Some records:
★ ★ ★ ★ ★ ★ ★
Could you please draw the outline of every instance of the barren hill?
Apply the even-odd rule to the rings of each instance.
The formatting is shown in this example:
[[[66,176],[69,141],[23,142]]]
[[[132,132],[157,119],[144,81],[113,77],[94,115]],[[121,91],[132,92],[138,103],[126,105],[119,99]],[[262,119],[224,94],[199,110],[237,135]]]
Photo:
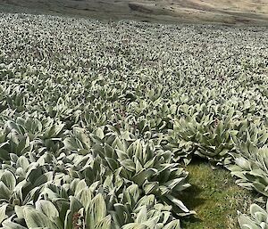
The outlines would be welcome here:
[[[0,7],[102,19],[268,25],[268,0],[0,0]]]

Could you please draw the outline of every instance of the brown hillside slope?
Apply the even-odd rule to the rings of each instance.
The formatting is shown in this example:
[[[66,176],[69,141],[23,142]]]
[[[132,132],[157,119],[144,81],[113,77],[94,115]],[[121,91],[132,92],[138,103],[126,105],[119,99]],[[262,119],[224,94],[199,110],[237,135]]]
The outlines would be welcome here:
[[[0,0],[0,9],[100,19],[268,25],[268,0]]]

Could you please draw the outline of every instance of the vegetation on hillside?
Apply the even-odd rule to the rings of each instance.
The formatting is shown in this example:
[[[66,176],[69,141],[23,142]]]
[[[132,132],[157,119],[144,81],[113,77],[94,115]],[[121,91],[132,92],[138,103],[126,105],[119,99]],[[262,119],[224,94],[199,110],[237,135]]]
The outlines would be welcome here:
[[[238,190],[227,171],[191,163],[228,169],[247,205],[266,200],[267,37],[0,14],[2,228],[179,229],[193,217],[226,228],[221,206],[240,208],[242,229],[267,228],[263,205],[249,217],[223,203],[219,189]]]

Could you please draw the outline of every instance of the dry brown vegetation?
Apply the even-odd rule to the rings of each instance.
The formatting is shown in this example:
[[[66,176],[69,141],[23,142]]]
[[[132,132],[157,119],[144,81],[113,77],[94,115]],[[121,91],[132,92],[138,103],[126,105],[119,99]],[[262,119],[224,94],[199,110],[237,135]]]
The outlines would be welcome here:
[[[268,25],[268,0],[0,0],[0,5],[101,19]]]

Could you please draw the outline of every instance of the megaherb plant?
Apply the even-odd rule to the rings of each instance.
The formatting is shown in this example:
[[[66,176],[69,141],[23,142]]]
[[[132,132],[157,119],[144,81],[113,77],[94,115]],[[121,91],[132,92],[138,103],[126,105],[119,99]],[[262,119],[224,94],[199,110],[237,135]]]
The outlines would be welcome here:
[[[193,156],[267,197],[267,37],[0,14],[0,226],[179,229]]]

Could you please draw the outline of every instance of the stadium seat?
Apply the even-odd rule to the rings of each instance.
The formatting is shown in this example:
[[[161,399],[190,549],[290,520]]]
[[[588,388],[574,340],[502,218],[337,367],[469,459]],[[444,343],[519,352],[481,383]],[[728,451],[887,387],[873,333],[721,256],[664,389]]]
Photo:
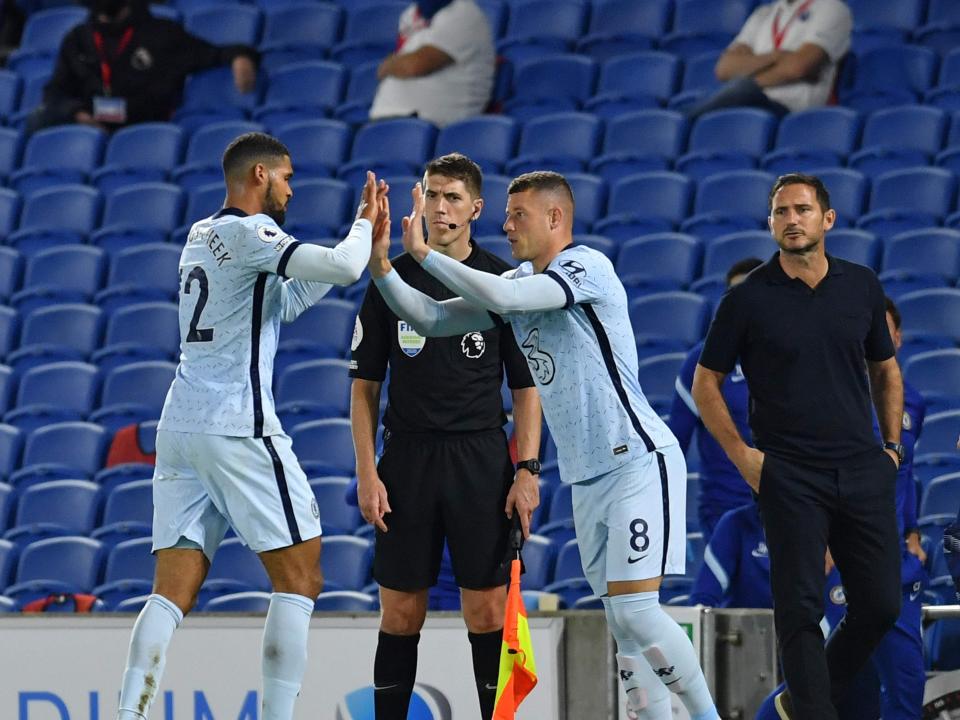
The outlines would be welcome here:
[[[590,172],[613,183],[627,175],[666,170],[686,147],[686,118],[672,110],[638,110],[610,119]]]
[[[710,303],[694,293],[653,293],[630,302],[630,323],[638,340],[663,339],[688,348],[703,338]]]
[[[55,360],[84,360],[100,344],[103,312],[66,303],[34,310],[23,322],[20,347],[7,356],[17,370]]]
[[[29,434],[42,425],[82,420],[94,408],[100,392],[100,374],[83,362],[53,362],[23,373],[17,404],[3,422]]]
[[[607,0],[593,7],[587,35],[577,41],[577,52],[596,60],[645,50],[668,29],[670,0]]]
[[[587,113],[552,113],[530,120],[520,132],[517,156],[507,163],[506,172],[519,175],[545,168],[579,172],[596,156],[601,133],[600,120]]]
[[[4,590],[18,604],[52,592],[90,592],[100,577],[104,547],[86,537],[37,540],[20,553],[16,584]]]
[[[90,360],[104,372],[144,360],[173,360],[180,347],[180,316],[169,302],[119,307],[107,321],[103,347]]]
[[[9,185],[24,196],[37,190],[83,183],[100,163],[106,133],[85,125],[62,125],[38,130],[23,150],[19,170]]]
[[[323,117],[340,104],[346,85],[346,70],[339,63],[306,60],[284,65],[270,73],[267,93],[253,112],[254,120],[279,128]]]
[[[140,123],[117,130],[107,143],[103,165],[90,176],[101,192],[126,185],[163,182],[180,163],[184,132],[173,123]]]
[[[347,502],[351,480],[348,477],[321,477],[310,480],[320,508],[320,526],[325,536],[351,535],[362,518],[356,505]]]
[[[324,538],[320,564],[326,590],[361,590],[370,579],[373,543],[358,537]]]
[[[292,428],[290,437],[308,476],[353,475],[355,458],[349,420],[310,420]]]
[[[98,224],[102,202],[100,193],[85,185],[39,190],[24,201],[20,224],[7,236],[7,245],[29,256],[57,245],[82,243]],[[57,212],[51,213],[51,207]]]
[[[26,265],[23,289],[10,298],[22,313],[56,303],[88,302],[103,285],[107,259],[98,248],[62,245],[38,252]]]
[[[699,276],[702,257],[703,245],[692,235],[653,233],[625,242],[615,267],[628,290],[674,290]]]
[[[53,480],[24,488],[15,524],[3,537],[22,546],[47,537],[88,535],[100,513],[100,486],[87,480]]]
★ ★ ★ ★ ★ ★ ★
*The problem:* Convert the lines from the one containing "the megaherb plant?" through the one containing "[[[193,156],[267,197],[267,37],[0,14],[0,226],[179,229]]]", both included, into a Markdown table with the columns No. and Line, omitting blank lines.

*Written reply:*
| No. | Line |
|---|---|
| 1 | Could you please draw the outline of every instance of the megaherb plant? |
| 2 | Apply the even-odd rule to the rings of each instance. |
| 3 | The formatting is shown in this example: |
| 4 | [[[66,176],[69,141],[23,142]]] |
| 5 | [[[132,132],[157,119],[144,81],[113,77],[94,115]],[[121,91],[132,92],[138,103],[126,105],[119,99]],[[262,119],[224,94],[199,110],[237,135]]] |
| 6 | The outlines would be welcome here: |
| 7 | [[[193,156],[267,197],[267,37],[0,14],[0,226],[179,229]]] |